• [About this task]
The output must match the entries below exactly.

• [Extracted records]
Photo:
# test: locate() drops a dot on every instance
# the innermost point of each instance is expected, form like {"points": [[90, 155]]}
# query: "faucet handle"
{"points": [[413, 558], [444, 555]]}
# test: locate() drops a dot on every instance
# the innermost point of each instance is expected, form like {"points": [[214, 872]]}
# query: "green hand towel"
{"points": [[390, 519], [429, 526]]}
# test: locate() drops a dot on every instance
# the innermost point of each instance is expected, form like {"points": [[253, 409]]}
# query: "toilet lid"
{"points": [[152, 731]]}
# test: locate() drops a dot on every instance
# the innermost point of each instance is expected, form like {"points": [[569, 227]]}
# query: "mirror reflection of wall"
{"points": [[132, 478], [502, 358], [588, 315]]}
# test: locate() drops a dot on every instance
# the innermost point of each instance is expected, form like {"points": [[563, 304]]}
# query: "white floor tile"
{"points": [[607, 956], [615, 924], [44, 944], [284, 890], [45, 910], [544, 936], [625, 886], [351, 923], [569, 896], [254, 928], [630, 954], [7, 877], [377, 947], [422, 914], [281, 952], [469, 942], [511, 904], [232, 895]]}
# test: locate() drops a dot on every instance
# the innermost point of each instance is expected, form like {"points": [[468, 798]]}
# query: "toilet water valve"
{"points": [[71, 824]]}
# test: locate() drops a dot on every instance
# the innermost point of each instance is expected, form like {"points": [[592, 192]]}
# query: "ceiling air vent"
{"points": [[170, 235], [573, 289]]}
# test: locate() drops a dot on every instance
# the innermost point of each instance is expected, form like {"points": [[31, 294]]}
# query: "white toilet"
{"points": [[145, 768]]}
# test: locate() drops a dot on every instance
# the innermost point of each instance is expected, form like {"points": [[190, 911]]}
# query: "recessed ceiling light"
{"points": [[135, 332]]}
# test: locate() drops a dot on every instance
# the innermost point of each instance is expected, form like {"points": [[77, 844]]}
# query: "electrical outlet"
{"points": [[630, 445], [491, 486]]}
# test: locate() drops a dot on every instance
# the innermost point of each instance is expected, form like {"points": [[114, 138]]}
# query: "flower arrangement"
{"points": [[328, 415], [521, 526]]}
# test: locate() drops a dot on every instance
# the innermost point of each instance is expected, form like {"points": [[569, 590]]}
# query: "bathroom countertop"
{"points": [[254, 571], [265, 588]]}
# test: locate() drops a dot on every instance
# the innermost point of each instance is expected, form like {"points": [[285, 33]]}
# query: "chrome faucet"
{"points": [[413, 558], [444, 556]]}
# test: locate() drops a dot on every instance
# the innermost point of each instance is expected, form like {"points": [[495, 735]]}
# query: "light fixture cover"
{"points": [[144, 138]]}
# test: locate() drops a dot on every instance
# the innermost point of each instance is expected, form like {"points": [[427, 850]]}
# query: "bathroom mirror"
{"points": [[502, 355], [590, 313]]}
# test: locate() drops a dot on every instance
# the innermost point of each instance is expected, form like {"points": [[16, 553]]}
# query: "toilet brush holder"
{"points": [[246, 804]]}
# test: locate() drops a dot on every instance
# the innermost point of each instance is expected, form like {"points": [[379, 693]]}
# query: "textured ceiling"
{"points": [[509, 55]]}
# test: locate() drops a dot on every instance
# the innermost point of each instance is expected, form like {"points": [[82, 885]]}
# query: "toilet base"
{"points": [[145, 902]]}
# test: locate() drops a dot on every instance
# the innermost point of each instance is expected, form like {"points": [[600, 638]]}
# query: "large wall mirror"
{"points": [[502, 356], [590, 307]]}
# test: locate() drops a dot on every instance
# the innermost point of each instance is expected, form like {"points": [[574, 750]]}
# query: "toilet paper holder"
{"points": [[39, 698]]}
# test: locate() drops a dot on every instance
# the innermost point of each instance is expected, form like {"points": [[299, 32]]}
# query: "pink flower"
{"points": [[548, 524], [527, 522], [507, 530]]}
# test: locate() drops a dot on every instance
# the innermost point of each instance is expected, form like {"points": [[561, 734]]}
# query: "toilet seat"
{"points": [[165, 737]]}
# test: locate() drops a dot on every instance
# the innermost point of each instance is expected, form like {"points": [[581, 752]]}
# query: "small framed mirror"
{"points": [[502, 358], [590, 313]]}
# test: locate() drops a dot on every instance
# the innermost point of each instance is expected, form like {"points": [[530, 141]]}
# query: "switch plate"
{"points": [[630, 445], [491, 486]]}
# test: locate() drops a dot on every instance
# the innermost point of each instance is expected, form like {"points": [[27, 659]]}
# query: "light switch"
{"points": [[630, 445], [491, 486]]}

• [Result for this task]
Photo:
# test: locate() drops a dot on every instance
# the innermost point of each instance is expected, form like {"points": [[90, 155]]}
# query: "faucet handle"
{"points": [[413, 558], [444, 555]]}
# test: locate() drops a dot on every instance
# the innermost point of each instance is expected, form like {"points": [[214, 872]]}
# query: "green hand towel"
{"points": [[390, 519], [429, 526]]}
# test: locate() drops a dot on every instance
# the innermost point of each instance is expected, form like {"points": [[253, 409]]}
# query: "toilet lid"
{"points": [[152, 731]]}
# test: locate() drops a dot on every instance
# the innermost point of each instance is expected, form like {"points": [[569, 227]]}
# query: "mirror reflection of wall"
{"points": [[132, 478], [502, 358], [588, 315]]}
# test: locate() drops a dot on every instance
# the innermost point of each instance is expected, form like {"points": [[563, 304]]}
# query: "white floor tile"
{"points": [[607, 956], [615, 924], [44, 944], [284, 890], [45, 910], [544, 936], [625, 886], [351, 923], [569, 896], [254, 928], [630, 954], [7, 877], [377, 947], [422, 914], [281, 952], [469, 942], [511, 904], [232, 895]]}
# test: locate() drops a dot on every instance
# the innermost point of each instance is expected, form like {"points": [[468, 798]]}
# query: "toilet water valve"
{"points": [[71, 824]]}
# test: locate() drops a dot on every instance
# the innermost point of each instance is expected, form like {"points": [[592, 192]]}
# query: "ceiling air vent"
{"points": [[170, 235], [573, 289]]}
# test: locate() drops a dot on every instance
# the innermost point of each instance is expected, form like {"points": [[31, 294]]}
# query: "white toilet"
{"points": [[145, 768]]}
# test: locate() drops a dot on every instance
# the innermost point of each instance is expected, form like {"points": [[190, 911]]}
# query: "recessed ceiling light"
{"points": [[135, 332]]}
# test: locate() drops a dot on every instance
# the innermost point of each instance is expected, form like {"points": [[77, 844]]}
# query: "electrical outlet"
{"points": [[630, 445], [491, 486]]}
# test: locate() drops a dot on every instance
# the innermost point of each instance is expected, form like {"points": [[114, 138]]}
# query: "flower arrangement"
{"points": [[328, 415], [521, 526]]}
# test: locate() drops a dot on every instance
# the innermost point of each instance is expected, form like {"points": [[569, 590]]}
# query: "bathroom countertop"
{"points": [[254, 571], [265, 588]]}
# test: locate() drops a dot on every instance
# the innermost point of each instance is expected, form like {"points": [[285, 33]]}
# query: "chrome faucet"
{"points": [[413, 558], [444, 556]]}
# test: locate() drops a dot on every instance
# the innermost point of each instance is expected, form like {"points": [[495, 735]]}
# query: "light fixture cover"
{"points": [[144, 138]]}
# test: locate() drops a dot on every instance
# the innermost point of each instance is expected, form like {"points": [[427, 850]]}
# query: "bathroom mirror"
{"points": [[502, 355], [590, 313]]}
# test: locate() drops a dot on every instance
# the innermost point of each instance is expected, form like {"points": [[16, 553]]}
# query: "toilet brush holder"
{"points": [[246, 804]]}
# test: locate() drops a dot on every instance
# the innermost point of each instance is expected, form like {"points": [[379, 693]]}
# query: "textured ceiling"
{"points": [[509, 55]]}
# test: locate() drops a dot on every instance
# the innermost point of each instance is expected, form like {"points": [[82, 885]]}
# query: "toilet base"
{"points": [[145, 902]]}
# test: locate() drops a dot on every instance
# the innermost point of each instance is expected, form like {"points": [[600, 638]]}
# query: "large wall mirror"
{"points": [[502, 356], [590, 307]]}
# test: locate() drops a dot on every instance
# the innermost point of each instance is expected, form like {"points": [[574, 750]]}
# query: "toilet paper holder"
{"points": [[39, 698]]}
# test: locate() drops a dot on every instance
# the innermost point of each instance is expected, form like {"points": [[299, 32]]}
# query: "pink flower"
{"points": [[548, 524], [527, 522], [507, 530]]}
# test: locate() drops a dot on every instance
# the innermost point of each instance is expected, form like {"points": [[561, 734]]}
# query: "toilet seat"
{"points": [[165, 737]]}
# test: locate() drops a dot on every instance
# the innermost point of each instance is expected, form like {"points": [[581, 752]]}
# query: "small framed mirror"
{"points": [[502, 358], [590, 313]]}
# test: locate() drops a dot on every instance
# the innermost point of each instance is expected, form like {"points": [[530, 141]]}
# query: "switch plate"
{"points": [[630, 445], [491, 486]]}
# test: locate() drops a dot on every instance
# the innermost point of each instance is expected, form like {"points": [[27, 659]]}
# query: "light switch"
{"points": [[630, 445], [491, 486]]}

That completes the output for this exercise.